# SOBRE O EXERCÍCIO:
Altere o trecho da notícia que vai de "Coronavírus impede realização" até "se sentindo sozinho.", inclusive, substituindo "capelão" por "voluntário".

Coronavírus impede realização de último desejo de palhaço vítima da covid
A pandemia do novo coronavírus impediu amigos e familiares de atender ao desejo do palhaço Doutor Batata de ser enterrado como palhaço. Leandro Maduro Costa, 44, morto em decorrência da doença no mês de maio, pediu que fosse vestido com as suas roupas e que os amigos palhaços fossem caracterizados à despedida. No entanto, o desejo não pôde ser atendido devido às restrições nos cemitérios que impedem aglomeração.
Doutor Batata, como era conhecido, divertia crianças internadas em hospitais da zona oeste do Rio. No Hospital Albert Schweitzer, em Realengo, ele trabalhava como capelão e era companhia certa de pacientes que podiam contar sempre com a sua alegria. De acordo com amigos, o palhaço tinha presença assídua na unidade. A sua preocupação era não deixar ninguém se sentindo sozinho.
No entanto, os últimos dias de vida do palhaço não foram generosos com ele. Batata deu entrada no hospital, em 9 de maio, com sintomas da doença e morreu no dia seguinte.
Sozinho na maca do hospital, ele morreu sem direito a despedidas. Amiga de Batata, Hellen Condal, conhecida como palhaça Pipinha, 31, diz que apenas um amigo foi ao sepultamento vestido de palhaço representando os demais, devido às restrições impostas pelo governo para evitar a propagação do coronavírus.
Parece que ele estava pressentindo. Comentou que no dia que morresse, gostaria de ser enterrado como palhaço e que os amigos fossem [ao velório] também vestidos de palhaço. Não foi possível e isso ainda nos deixa muito triste. Apenas um amigo palhaço foi representando todos nós. Ele morreu sozinho no local onde ele nunca deixava as pessoas se sentirem sozinhas. Foi muito triste
Hellen Condal, amiga do Dr. Batata
Em entrevista ao jornal inglês The Guardian, a viúva de Batata, Monique Santos, lembrou que provocar sorrisos era a vocação do marido. "Ele nasceu com algo especial. Trazer um sorriso para a vida das pessoas acalmava sua mente", explicou.

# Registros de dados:

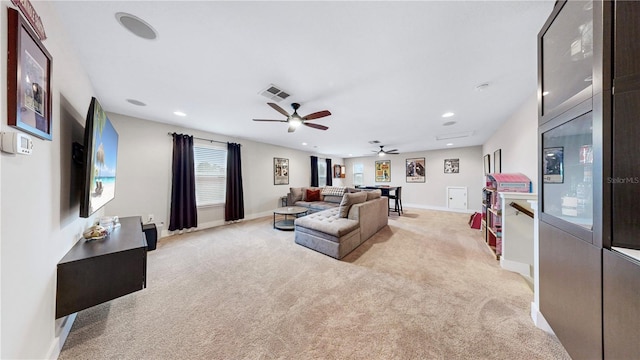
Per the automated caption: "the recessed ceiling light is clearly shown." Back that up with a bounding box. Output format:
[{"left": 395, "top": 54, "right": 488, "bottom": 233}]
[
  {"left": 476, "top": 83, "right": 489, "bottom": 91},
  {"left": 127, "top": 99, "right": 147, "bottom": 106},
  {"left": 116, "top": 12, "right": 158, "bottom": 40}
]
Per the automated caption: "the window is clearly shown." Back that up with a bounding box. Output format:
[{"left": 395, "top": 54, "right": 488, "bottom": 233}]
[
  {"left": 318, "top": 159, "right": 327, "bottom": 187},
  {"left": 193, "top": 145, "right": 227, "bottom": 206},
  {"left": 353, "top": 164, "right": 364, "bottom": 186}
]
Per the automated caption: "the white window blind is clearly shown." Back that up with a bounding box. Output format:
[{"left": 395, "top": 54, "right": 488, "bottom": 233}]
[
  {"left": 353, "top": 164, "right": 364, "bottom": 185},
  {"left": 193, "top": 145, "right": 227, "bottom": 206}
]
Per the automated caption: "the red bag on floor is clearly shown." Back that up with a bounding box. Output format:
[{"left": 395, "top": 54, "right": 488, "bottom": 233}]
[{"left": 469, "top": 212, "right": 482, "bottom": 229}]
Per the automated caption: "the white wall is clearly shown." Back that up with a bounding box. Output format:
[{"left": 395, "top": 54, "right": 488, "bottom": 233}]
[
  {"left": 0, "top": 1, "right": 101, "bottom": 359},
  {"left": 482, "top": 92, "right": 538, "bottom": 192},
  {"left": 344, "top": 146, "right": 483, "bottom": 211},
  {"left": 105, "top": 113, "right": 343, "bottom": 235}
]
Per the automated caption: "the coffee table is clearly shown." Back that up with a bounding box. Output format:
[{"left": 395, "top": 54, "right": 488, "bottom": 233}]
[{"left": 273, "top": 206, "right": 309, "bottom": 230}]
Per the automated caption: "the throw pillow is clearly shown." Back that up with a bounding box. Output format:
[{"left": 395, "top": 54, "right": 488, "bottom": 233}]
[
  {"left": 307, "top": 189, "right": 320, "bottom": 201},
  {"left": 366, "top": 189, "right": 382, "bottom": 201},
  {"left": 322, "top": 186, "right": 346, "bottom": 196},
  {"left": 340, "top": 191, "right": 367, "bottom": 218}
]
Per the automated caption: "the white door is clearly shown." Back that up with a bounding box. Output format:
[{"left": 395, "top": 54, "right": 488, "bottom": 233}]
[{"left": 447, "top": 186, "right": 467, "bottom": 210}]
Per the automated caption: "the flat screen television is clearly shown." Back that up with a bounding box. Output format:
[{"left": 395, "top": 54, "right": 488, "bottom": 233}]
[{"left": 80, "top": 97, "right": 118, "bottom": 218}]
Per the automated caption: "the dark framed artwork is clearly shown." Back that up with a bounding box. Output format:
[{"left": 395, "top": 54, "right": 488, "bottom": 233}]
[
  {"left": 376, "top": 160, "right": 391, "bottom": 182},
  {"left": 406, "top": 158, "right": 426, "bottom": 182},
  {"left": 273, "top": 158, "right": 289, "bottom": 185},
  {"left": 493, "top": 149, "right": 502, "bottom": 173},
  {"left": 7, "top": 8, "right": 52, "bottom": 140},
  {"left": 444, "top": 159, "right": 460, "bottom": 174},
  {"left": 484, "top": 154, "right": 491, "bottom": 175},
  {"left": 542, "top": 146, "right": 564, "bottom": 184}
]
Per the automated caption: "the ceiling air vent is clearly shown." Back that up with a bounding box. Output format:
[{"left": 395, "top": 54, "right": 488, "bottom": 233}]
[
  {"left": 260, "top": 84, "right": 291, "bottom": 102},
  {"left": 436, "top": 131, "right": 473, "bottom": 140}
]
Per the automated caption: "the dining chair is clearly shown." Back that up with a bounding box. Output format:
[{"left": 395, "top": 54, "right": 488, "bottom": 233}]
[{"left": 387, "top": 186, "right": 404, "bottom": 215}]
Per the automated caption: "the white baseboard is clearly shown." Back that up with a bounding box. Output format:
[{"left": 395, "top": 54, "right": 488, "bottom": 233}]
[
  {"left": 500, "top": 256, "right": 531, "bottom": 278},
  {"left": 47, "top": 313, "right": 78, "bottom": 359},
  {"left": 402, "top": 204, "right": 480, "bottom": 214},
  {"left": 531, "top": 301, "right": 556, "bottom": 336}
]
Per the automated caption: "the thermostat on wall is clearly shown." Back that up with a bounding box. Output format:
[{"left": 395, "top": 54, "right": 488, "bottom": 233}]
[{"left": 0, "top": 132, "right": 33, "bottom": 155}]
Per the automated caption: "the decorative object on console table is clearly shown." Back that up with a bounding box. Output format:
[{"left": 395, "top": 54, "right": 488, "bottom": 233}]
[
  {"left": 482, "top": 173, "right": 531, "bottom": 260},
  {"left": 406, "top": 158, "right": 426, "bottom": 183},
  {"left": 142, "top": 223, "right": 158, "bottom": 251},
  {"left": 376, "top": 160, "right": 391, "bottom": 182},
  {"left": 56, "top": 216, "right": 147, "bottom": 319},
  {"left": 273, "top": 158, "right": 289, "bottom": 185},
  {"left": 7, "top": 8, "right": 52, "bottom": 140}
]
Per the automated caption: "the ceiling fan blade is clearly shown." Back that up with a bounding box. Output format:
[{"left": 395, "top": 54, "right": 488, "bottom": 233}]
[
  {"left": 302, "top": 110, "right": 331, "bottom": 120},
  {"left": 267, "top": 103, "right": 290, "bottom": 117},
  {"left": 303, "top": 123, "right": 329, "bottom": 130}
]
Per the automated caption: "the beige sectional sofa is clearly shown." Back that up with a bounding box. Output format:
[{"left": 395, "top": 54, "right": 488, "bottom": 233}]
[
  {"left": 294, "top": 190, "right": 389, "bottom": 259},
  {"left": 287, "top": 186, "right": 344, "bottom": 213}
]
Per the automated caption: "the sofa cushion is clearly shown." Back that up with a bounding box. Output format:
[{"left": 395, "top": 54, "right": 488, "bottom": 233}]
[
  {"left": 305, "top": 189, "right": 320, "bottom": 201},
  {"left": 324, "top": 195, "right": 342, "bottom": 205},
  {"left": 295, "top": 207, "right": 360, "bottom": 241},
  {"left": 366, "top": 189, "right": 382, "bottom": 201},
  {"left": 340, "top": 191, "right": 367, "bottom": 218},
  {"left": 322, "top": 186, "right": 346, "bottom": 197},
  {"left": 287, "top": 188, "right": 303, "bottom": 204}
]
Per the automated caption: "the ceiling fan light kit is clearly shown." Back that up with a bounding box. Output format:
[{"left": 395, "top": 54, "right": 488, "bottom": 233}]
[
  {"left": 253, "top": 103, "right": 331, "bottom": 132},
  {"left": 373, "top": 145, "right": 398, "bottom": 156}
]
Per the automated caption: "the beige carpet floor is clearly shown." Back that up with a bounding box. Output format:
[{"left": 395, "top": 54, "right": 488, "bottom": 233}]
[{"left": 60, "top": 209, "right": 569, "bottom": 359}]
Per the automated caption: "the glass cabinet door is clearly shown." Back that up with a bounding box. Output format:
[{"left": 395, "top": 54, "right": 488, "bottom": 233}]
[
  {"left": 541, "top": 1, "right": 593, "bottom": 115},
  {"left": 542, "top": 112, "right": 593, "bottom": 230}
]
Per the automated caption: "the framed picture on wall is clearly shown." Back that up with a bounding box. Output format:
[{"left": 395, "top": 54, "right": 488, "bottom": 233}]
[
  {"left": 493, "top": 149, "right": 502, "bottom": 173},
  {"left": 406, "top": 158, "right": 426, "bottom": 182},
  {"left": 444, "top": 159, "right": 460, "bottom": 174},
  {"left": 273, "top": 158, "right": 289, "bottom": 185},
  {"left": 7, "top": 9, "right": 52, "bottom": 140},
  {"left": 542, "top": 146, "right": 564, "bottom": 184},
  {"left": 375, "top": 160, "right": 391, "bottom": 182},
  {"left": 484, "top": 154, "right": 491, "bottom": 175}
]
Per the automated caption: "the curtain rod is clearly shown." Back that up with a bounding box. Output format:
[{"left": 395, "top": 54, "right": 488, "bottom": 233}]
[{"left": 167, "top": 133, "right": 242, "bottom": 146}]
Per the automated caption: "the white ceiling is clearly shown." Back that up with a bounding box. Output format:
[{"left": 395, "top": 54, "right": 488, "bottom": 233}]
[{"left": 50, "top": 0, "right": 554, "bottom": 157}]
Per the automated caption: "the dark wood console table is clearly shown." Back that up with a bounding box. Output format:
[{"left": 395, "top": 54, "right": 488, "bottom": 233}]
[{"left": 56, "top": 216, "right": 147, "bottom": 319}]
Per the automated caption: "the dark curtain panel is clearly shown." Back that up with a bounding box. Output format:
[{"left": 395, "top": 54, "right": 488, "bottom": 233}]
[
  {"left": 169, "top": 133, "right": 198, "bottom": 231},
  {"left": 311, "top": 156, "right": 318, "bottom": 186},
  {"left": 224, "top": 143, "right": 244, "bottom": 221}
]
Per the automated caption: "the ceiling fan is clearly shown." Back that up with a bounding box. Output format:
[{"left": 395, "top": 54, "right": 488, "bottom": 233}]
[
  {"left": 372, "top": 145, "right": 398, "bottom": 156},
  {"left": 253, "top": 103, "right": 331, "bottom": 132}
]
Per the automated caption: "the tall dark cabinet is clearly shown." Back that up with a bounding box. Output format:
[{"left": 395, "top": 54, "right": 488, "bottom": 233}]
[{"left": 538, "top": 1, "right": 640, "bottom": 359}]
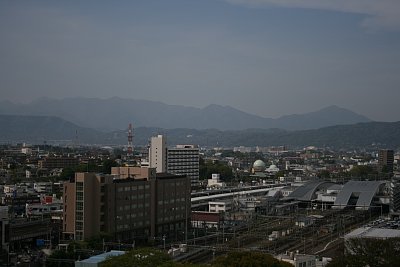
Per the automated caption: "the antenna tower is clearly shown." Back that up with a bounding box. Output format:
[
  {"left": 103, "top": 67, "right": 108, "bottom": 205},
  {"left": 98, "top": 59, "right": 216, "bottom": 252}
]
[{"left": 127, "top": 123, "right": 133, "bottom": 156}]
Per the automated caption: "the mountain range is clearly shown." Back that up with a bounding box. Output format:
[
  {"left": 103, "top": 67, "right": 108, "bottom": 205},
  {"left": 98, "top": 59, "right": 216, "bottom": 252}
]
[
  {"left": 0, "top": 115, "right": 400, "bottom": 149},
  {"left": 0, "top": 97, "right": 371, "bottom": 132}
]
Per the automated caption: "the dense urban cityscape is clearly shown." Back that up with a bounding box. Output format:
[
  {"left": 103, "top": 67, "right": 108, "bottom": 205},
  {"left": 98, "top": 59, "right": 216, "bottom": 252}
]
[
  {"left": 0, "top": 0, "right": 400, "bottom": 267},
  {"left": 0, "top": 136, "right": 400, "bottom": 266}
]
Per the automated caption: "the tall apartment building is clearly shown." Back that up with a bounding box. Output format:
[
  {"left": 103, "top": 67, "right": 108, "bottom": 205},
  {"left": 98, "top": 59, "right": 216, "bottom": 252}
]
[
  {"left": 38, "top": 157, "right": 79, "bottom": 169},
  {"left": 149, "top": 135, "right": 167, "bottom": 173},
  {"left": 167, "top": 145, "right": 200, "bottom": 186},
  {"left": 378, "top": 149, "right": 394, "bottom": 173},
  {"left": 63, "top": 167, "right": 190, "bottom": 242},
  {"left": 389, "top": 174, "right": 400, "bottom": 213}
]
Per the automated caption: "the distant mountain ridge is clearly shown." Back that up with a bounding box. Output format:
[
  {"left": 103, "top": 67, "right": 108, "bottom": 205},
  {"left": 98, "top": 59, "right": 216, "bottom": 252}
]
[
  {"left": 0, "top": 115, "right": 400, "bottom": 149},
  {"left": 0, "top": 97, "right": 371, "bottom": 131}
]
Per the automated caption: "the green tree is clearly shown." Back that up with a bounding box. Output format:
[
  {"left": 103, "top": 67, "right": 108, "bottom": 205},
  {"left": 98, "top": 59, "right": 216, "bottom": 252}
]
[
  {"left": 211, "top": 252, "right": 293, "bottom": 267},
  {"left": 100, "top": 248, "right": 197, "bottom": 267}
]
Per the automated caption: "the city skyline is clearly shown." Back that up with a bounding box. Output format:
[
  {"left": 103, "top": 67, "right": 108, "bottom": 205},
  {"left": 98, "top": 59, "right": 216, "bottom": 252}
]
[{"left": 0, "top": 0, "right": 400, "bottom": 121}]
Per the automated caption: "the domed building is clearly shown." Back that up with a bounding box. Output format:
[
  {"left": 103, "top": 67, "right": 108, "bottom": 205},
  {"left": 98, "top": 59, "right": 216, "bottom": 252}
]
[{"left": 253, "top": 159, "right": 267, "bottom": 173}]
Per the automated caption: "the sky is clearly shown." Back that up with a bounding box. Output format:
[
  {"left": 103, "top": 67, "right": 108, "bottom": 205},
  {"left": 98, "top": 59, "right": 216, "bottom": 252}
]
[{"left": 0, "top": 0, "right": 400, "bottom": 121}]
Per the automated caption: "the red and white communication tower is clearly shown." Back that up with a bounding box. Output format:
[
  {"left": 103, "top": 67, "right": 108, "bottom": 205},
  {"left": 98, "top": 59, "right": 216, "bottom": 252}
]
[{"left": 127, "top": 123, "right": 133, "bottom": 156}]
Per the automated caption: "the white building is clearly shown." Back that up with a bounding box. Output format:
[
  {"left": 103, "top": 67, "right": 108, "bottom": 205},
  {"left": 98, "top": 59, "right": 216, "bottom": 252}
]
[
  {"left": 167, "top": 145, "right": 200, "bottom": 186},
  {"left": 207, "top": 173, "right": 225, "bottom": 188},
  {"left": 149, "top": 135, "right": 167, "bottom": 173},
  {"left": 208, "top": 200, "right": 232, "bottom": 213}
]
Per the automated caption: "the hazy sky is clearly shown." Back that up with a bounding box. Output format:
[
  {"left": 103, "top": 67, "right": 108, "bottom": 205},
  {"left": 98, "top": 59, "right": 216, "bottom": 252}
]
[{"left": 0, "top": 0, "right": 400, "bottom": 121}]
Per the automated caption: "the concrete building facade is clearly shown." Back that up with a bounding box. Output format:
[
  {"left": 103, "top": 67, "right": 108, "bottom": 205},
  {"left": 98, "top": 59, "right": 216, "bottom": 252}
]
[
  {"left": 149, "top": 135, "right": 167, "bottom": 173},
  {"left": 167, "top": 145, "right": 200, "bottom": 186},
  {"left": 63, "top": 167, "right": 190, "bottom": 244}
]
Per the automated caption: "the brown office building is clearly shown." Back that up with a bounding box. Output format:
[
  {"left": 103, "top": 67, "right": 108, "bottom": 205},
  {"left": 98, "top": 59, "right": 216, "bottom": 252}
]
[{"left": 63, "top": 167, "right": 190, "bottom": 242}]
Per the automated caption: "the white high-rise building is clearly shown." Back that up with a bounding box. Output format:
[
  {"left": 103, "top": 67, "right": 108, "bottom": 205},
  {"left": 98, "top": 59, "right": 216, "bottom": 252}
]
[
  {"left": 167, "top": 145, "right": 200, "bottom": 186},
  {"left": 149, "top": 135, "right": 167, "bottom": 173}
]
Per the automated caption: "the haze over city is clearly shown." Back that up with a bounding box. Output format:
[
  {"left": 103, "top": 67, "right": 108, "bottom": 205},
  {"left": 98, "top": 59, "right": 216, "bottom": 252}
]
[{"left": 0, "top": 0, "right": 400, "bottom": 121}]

# SOLUÇÃO DO PROBLEMA:
Coronavírus impede realização de último desejo de palhaço vítima da covid
A pandemia do novo coronavírus impediu amigos e familiares de atender ao desejo do palhaço Doutor Batata de ser enterrado como palhaço. Leandro Maduro Costa, 44, morto em decorrência da doença no mês de maio, pediu que fosse vestido com as suas roupas e que os amigos palhaços fossem caracterizados à despedida. No entanto, o desejo não pôde ser atendido devido às restrições nos cemitérios que impedem aglomeração.
Doutor Batata, como era conhecido, divertia crianças internadas em hospitais da zona oeste do Rio. No Hospital Albert Schweitzer, em Realengo, ele trabalhava como voluntário e era companhia certa de pacientes que podiam contar sempre com a sua alegria. De acordo com amigos, o palhaço tinha presença assídua na unidade. A sua preocupação era não deixar ninguém se sentindo sozinho.